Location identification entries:
* * * * * * *

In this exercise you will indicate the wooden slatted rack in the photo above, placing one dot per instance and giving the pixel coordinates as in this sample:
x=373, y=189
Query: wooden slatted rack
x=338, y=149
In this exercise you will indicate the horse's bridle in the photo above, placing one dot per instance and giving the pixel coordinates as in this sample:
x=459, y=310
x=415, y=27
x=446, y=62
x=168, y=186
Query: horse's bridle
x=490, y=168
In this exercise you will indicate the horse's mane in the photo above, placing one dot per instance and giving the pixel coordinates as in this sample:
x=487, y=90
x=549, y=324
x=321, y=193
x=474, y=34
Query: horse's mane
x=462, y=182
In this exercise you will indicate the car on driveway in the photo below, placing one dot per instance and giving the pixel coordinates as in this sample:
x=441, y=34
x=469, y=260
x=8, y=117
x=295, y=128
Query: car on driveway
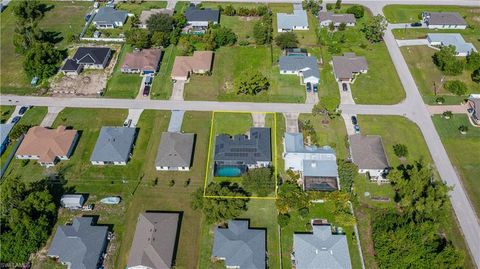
x=354, y=120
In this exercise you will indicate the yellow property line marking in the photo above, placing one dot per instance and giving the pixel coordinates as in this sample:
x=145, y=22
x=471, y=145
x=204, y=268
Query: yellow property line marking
x=207, y=168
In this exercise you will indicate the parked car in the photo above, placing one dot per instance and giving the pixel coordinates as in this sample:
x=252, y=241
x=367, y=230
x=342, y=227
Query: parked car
x=16, y=119
x=354, y=120
x=146, y=90
x=22, y=110
x=357, y=129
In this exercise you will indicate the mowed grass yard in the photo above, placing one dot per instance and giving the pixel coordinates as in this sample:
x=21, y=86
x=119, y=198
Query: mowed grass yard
x=231, y=62
x=65, y=18
x=463, y=151
x=395, y=130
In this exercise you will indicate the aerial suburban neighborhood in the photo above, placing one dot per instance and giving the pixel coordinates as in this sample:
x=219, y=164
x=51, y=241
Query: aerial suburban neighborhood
x=240, y=134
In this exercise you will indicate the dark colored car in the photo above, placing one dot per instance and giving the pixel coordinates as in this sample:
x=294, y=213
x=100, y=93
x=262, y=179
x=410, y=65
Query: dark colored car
x=146, y=90
x=16, y=119
x=354, y=120
x=22, y=110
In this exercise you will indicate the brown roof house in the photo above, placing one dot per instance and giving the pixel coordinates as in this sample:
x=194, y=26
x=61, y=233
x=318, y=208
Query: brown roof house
x=144, y=61
x=346, y=67
x=199, y=63
x=369, y=155
x=155, y=241
x=47, y=146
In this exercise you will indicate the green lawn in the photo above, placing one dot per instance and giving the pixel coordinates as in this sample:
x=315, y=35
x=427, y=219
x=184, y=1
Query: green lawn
x=463, y=151
x=297, y=224
x=230, y=62
x=122, y=85
x=425, y=73
x=262, y=214
x=13, y=79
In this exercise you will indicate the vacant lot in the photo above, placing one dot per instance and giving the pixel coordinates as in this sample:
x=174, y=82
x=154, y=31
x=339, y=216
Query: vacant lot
x=230, y=62
x=64, y=18
x=463, y=151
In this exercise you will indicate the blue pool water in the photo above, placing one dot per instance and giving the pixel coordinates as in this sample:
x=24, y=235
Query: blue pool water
x=228, y=171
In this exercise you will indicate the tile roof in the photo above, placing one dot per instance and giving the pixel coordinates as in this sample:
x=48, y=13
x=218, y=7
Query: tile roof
x=175, y=150
x=80, y=244
x=249, y=150
x=345, y=66
x=240, y=246
x=114, y=144
x=146, y=59
x=154, y=241
x=368, y=152
x=47, y=143
x=200, y=60
x=321, y=249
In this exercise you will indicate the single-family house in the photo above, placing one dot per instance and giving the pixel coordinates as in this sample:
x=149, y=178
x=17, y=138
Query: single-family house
x=298, y=20
x=320, y=249
x=317, y=166
x=145, y=15
x=145, y=62
x=240, y=246
x=198, y=19
x=155, y=240
x=325, y=18
x=88, y=58
x=72, y=201
x=462, y=48
x=241, y=152
x=199, y=63
x=301, y=65
x=80, y=245
x=368, y=154
x=5, y=129
x=444, y=20
x=175, y=152
x=109, y=18
x=47, y=146
x=474, y=105
x=348, y=66
x=114, y=146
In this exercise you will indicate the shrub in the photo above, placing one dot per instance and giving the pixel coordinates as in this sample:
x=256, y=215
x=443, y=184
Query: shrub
x=456, y=87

* * * * * * *

Work instructions: Rewrite all of the rows above, substituting "marking one point per instance" for "placing one dot per instance" and changing nothing else. Omit the pictures from your answer.

Result below:
In this exercise you will indicate the wooden slatted rack in the photo above, marking one point per instance and giving the pixel coordinates as in this sample:
x=373, y=189
Query: wooden slatted rack
x=338, y=149
In this exercise you will indicate the horse's bridle in the photo above, marking one point per instance and giving the pixel coordinates as in this sample:
x=459, y=310
x=415, y=27
x=446, y=62
x=168, y=186
Query: horse's bridle
x=490, y=168
In this exercise you will indicate the horse's mane in the photo above, marking one point per instance and giving the pixel coordinates as in this sample:
x=487, y=90
x=549, y=324
x=321, y=193
x=474, y=34
Query: horse's mane
x=462, y=182
In this exercise you will indicate the car on driveway in the photo below, marking one point per instance and giving the pixel coordinates as in this sample:
x=441, y=34
x=469, y=260
x=8, y=117
x=295, y=128
Query: car on driveway
x=354, y=120
In this exercise you will indicate the yellow property line marking in the photo above, marking one point per instance and giving the pixel coordinates as in this sample:
x=145, y=22
x=471, y=145
x=204, y=268
Query: yellow property line marking
x=207, y=168
In this exercise you will indicate the parked car in the photo above, marking one point per instance and giving the pixel coordinates as in this sample:
x=252, y=241
x=367, y=230
x=342, y=227
Query: parked car
x=16, y=119
x=354, y=120
x=146, y=90
x=22, y=110
x=357, y=129
In this exercise you will indicate the mowed grass yard in the photo above, marking one point per instance and giving the pixel coordinates as in this sample:
x=21, y=86
x=119, y=198
Query: mowed grass yard
x=231, y=62
x=65, y=18
x=463, y=151
x=395, y=130
In this exercise you will indicate the aerial suburban neighborhood in the photo above, marking one point per instance and giving the pixel coordinates as in this sample:
x=219, y=164
x=51, y=241
Query: aerial suburban neighborhood
x=240, y=134
In this exercise you will indicate the dark colored car in the photo above, marking one point per instance and giving the pixel coordinates as in this sample:
x=294, y=213
x=100, y=93
x=262, y=179
x=410, y=65
Query: dark colored car
x=146, y=90
x=16, y=119
x=354, y=120
x=22, y=110
In this exercise you will indicate the brown roof house in the photo above, marking one point per instance and giving the pixel coordinates as in this sample:
x=194, y=26
x=61, y=233
x=318, y=208
Query: brown roof house
x=144, y=61
x=346, y=67
x=199, y=63
x=369, y=155
x=155, y=241
x=47, y=146
In this exercise you will indicate the green lawn in the photo above, marking one point per instance and giving the pixel coordinates as in this sample:
x=315, y=35
x=427, y=219
x=184, y=1
Query: green lawn
x=463, y=151
x=297, y=224
x=230, y=62
x=122, y=85
x=425, y=73
x=262, y=214
x=13, y=79
In this exercise you will indicate the vacant lot in the photo above, marking one point per instance and giving the pixel coordinates as in this sample:
x=174, y=82
x=154, y=31
x=339, y=216
Query: vacant lot
x=230, y=62
x=64, y=18
x=463, y=151
In this exercise you will indicate the blue pool water in the photo above, marking one point per instance and giving the pixel coordinates as in this sample:
x=24, y=235
Query: blue pool water
x=228, y=171
In this exercise you will indicate the tile roof in the photo above, marking one point per instance and giving the pixel coordinates as in this sample:
x=48, y=13
x=218, y=7
Query: tile roof
x=175, y=150
x=80, y=244
x=249, y=150
x=345, y=66
x=240, y=246
x=114, y=144
x=146, y=59
x=154, y=241
x=368, y=152
x=47, y=143
x=200, y=60
x=321, y=249
In this exercise you will indicate the single-family house in the photo above, marking one point per instance and giving the pixel coordinates as in this sample:
x=149, y=178
x=17, y=138
Query: single-family house
x=298, y=20
x=320, y=249
x=317, y=166
x=145, y=15
x=145, y=62
x=240, y=246
x=198, y=19
x=155, y=240
x=325, y=18
x=88, y=58
x=72, y=201
x=462, y=48
x=241, y=152
x=199, y=63
x=301, y=65
x=80, y=245
x=368, y=154
x=5, y=129
x=444, y=20
x=175, y=152
x=109, y=18
x=47, y=146
x=474, y=105
x=348, y=66
x=114, y=146
In this exercise you will indicate the shrub in the photo above, marking one point per instance and giving the pixel coordinates as in this sample:
x=256, y=215
x=443, y=184
Query: shrub
x=456, y=87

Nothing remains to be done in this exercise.